From the items below, pull out each line that contains the string "rectangular", matching case exactly, and copy those lines in full.

Input rows:
——————————

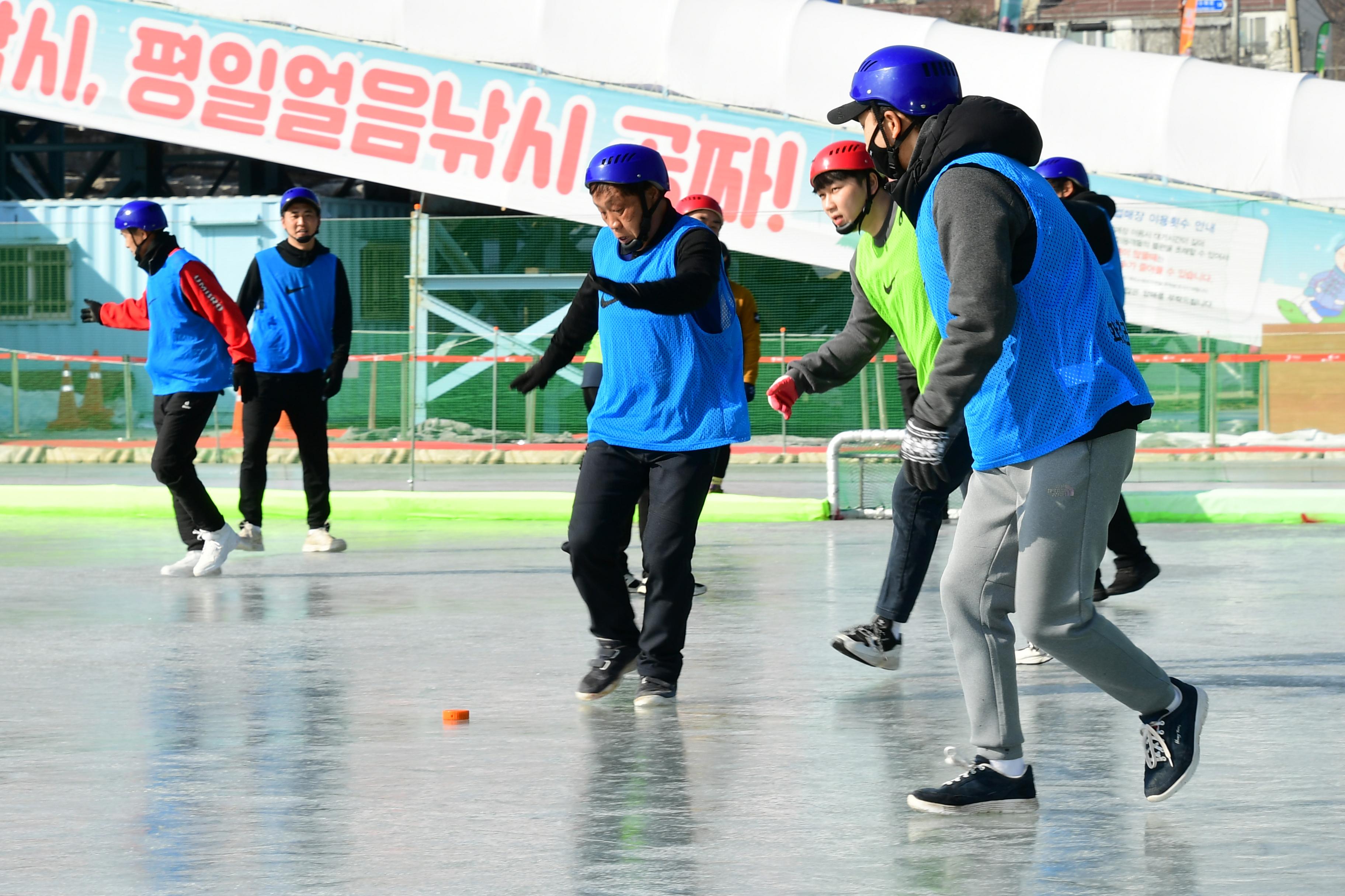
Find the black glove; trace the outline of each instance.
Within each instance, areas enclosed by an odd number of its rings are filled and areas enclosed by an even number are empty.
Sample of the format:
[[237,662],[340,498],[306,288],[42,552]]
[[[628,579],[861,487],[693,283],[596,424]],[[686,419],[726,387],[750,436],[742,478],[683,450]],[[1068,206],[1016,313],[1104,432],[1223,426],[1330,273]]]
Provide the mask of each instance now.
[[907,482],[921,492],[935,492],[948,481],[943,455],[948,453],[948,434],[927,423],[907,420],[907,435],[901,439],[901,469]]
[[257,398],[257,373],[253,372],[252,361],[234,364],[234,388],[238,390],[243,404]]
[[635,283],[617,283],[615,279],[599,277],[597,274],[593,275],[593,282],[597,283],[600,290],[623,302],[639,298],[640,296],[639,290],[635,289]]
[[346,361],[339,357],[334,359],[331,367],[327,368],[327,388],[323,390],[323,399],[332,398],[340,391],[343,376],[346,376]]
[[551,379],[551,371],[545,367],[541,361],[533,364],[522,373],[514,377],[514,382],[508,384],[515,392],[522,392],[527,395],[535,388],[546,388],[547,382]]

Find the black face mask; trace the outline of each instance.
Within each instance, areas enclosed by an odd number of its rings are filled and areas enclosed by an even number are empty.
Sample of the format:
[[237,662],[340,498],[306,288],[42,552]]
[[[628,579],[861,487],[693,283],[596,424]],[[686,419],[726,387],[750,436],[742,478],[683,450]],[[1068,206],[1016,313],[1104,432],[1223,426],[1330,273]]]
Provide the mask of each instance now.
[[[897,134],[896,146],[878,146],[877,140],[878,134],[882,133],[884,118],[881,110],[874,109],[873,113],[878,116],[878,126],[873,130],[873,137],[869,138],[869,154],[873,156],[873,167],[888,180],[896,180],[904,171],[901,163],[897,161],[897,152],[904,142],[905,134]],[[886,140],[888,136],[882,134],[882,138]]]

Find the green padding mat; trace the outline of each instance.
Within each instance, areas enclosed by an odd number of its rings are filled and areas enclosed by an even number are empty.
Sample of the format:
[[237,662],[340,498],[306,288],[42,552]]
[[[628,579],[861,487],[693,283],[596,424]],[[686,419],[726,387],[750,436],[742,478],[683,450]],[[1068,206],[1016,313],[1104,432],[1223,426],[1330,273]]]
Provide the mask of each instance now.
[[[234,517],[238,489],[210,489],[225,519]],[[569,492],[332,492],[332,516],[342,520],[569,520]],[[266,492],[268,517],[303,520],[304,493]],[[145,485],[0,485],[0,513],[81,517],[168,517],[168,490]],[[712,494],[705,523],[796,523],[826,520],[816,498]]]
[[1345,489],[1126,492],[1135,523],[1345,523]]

——————————

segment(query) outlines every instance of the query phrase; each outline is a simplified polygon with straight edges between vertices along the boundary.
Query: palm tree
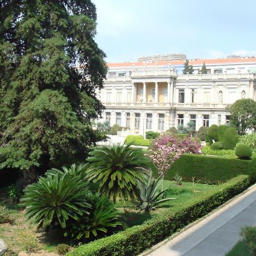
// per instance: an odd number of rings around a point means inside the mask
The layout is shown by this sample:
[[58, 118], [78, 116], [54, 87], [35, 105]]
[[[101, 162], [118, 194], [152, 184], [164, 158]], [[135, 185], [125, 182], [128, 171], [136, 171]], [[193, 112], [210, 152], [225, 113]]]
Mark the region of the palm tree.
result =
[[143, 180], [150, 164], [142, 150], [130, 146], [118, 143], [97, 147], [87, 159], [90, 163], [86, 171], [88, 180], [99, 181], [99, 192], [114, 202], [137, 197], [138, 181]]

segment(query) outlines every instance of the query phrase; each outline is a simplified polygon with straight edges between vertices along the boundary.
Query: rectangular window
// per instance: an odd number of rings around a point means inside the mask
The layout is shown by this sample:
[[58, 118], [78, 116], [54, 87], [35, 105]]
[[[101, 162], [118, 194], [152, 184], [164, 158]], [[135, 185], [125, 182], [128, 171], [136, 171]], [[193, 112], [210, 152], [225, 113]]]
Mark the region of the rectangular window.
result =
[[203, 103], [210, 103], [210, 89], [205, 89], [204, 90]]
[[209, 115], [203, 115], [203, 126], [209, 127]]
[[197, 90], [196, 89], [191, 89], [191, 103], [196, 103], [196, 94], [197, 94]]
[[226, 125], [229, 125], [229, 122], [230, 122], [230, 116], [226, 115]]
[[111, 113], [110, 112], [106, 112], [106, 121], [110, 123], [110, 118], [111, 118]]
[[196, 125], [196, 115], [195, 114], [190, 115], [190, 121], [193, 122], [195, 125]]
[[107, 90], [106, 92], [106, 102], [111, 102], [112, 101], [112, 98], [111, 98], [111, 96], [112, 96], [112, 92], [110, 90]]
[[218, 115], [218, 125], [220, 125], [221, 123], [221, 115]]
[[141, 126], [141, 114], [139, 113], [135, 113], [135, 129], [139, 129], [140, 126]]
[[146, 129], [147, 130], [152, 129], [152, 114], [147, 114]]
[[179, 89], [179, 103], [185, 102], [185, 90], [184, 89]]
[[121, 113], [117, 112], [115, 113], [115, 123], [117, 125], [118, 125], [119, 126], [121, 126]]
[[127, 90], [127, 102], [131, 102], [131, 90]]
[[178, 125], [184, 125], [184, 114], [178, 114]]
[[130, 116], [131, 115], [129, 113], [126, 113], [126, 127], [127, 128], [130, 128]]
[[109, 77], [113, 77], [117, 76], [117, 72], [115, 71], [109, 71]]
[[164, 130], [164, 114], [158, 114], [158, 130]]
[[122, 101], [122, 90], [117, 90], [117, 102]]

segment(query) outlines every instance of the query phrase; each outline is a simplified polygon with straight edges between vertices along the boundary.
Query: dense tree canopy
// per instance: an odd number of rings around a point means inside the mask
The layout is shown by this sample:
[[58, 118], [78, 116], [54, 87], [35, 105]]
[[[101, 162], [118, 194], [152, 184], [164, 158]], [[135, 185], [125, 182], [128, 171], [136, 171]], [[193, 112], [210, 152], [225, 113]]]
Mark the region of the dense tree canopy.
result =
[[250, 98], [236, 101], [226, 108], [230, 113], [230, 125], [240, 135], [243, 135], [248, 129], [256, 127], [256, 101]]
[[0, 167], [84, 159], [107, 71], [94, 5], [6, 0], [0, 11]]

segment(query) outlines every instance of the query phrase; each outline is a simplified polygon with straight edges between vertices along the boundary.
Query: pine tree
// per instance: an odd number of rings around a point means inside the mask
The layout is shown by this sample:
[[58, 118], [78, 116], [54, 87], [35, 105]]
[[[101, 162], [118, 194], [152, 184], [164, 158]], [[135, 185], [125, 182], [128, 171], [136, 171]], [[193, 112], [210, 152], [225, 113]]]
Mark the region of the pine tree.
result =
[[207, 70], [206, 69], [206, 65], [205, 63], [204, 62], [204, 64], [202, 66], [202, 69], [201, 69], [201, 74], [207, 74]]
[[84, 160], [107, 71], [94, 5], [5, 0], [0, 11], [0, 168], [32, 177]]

——————————

The result:
Query: rectangular window
Mark the region of the rectangular window.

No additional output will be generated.